Stored data
+ + +

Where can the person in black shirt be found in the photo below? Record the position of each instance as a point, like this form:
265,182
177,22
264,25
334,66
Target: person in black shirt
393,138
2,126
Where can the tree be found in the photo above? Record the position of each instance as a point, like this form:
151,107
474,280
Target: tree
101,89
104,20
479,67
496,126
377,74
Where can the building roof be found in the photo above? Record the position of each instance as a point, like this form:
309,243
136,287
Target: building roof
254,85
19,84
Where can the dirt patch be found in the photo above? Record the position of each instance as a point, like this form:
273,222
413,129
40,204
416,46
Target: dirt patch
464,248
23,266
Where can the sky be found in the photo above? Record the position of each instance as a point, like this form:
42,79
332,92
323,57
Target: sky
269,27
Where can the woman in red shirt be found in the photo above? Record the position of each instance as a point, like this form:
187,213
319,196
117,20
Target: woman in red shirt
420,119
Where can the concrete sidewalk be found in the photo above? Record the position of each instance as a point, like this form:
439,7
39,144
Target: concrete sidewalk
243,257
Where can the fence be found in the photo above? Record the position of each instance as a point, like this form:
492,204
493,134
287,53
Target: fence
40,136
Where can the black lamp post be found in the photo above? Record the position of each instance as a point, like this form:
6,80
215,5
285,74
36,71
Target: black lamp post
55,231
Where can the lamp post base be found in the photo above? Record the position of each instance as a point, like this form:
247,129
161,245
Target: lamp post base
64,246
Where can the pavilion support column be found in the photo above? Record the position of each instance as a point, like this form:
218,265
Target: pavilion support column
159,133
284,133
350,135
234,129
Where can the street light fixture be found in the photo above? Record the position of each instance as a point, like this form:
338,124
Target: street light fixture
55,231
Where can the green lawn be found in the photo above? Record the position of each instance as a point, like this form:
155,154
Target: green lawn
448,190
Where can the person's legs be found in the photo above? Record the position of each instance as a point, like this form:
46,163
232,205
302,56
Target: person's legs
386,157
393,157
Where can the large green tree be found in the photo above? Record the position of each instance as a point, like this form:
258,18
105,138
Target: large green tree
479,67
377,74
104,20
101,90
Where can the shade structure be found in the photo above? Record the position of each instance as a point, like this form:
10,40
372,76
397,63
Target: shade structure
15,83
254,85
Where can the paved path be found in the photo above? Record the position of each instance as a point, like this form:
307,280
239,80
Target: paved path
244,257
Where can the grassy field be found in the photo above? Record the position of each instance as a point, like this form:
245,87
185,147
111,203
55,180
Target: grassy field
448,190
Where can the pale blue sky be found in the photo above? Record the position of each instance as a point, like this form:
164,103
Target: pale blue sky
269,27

+ + +

#### Work order:
Write out each entry above exactly as it is written.

#### Written solution:
Where can the person in black shirt be found in the photo below? Record the position of each instance as a point, like this form:
265,182
177,22
264,25
334,66
Target: person in black shirt
393,138
2,126
Where can the tree be found in the photo above? Record the position of each instance as a point, like this form:
151,107
474,280
Target: tree
101,89
104,20
479,67
496,126
377,74
Where can the building roof be found in the photo above? Record the position of each instance as a point, like this form:
309,243
136,287
Target: building roof
254,85
19,84
Where can the dirt patch be found in the photo above? Record the position of each instance as a point, like this form:
273,222
413,129
40,204
416,46
Target: dirt patch
464,248
23,266
Where can the sky be found in the photo above? Record the position of each instance as a point, like this form:
42,79
332,92
323,57
Target: sky
269,27
Where can the woman in red shirt be found in the photo above? Record the position of each instance as a point, like this form:
187,213
319,196
117,20
Target: woman in red shirt
420,119
Where can the concrete sidewalk be found in the photo above? Record the position of each instance as a point, like this form:
439,7
39,144
Target: concrete sidewalk
243,257
Where can the fence be found in the photo above? Record the position of each instance as a point, like this form:
492,204
493,134
287,53
Target: fence
40,136
Where can the black lamp post be found in the photo above? Record the position of each instance as a point, like this form:
6,80
215,5
285,74
36,71
Target: black lamp post
55,231
Where can the lamp post base be found in the photo above? Record the position of each instance as a point, like this form:
247,129
161,245
Target: lamp post base
64,246
Where can the pavilion support column be found in the photo above? Record the position of each instance as a point, like this form:
218,265
Target: pavilion support column
159,133
284,133
350,135
234,129
Where can the street light fixture be found in the photo above? Record the position of each instance as a point, like this form:
338,124
Target: street light fixture
55,231
Where can the green lawn be found in the photo above? Record the position of each instance as a point, like this form:
155,154
Target: green lawn
448,190
Where can the person's legs be found in the photo above? Record the position of each instance as a point, like this form:
46,163
232,205
302,56
Target: person's legs
386,157
393,157
Where can the large green tree be found in the photo above? Record the position of each instance as a point, like this form:
258,18
105,138
Target: large green tree
479,67
377,74
104,20
101,90
Where can the shade structure be found in the photo above? Record the position of each instance as a point, like this form:
10,40
372,76
397,63
Target: shade structure
15,83
254,85
Where can the paved path be found in the photo above? Record the position of each instance as a point, like this form:
307,280
239,80
Target: paved path
244,257
Where can the grassy field be found in the photo above? Record the position of each instance as a point, like this form:
245,87
185,147
111,203
55,180
Target: grassy field
448,190
Where can the pale blue sky be found in the photo above? Record the position of each instance as a point, like this form:
164,103
Target: pale blue sky
269,27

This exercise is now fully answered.